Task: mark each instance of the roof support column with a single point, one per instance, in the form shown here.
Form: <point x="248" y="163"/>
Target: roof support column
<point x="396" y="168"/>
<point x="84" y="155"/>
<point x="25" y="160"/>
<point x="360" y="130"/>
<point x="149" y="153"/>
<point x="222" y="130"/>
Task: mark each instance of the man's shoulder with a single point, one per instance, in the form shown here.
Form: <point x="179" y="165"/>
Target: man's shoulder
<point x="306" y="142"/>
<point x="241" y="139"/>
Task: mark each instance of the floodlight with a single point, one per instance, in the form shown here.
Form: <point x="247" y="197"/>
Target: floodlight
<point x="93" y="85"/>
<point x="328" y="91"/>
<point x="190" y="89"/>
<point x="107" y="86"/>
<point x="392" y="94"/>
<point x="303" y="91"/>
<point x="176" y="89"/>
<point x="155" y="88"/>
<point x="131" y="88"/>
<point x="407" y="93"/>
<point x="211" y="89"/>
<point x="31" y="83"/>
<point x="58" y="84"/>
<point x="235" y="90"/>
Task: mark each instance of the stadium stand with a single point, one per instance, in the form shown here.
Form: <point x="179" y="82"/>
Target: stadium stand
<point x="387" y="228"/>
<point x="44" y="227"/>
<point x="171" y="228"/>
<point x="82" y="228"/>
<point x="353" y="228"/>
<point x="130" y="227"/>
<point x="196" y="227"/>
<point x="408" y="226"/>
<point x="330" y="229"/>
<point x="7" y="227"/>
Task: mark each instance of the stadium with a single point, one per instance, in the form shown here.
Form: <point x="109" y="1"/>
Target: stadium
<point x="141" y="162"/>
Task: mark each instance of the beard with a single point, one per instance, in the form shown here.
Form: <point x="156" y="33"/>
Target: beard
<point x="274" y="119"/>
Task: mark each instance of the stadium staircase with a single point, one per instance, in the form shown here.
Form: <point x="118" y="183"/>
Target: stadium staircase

--*--

Every entry should be printed again exactly as it stands.

- _Task response_:
Task: mark each instance of the roof support column with a single point, one per instance, in the form shown here.
Form: <point x="248" y="163"/>
Target: roof support column
<point x="396" y="168"/>
<point x="84" y="155"/>
<point x="25" y="160"/>
<point x="360" y="130"/>
<point x="149" y="153"/>
<point x="222" y="130"/>
Task: mark each instance of the man's shoulder with a single point, one per instance, in the form shown here.
Form: <point x="179" y="165"/>
Target: man's shoulder
<point x="306" y="142"/>
<point x="241" y="139"/>
Task: mark each instance of the floodlight with a single point, one per instance, in the form shown here.
Form: <point x="247" y="197"/>
Target: floodlight
<point x="93" y="85"/>
<point x="328" y="91"/>
<point x="190" y="89"/>
<point x="107" y="86"/>
<point x="392" y="94"/>
<point x="303" y="91"/>
<point x="176" y="89"/>
<point x="155" y="88"/>
<point x="131" y="88"/>
<point x="407" y="93"/>
<point x="211" y="89"/>
<point x="31" y="83"/>
<point x="58" y="84"/>
<point x="235" y="90"/>
Task: mark each instance of the stadium stand with a single point, one per instance, in the form shown here.
Form: <point x="179" y="82"/>
Target: stadium stand
<point x="387" y="228"/>
<point x="44" y="227"/>
<point x="171" y="228"/>
<point x="82" y="228"/>
<point x="353" y="228"/>
<point x="130" y="227"/>
<point x="196" y="227"/>
<point x="408" y="226"/>
<point x="330" y="229"/>
<point x="7" y="227"/>
Task: mark each instance of the stadium with a single point, one per instance, in the form shown here.
Form: <point x="109" y="1"/>
Target: stadium
<point x="141" y="162"/>
Task: mark each instance of the beard with a single point, one per instance, in the form shown here.
Form: <point x="156" y="33"/>
Target: beard
<point x="274" y="119"/>
Task: mark each instance of the stadium staircase with a single point, one per instance, in the form shown here.
Form: <point x="118" y="183"/>
Target: stadium staircase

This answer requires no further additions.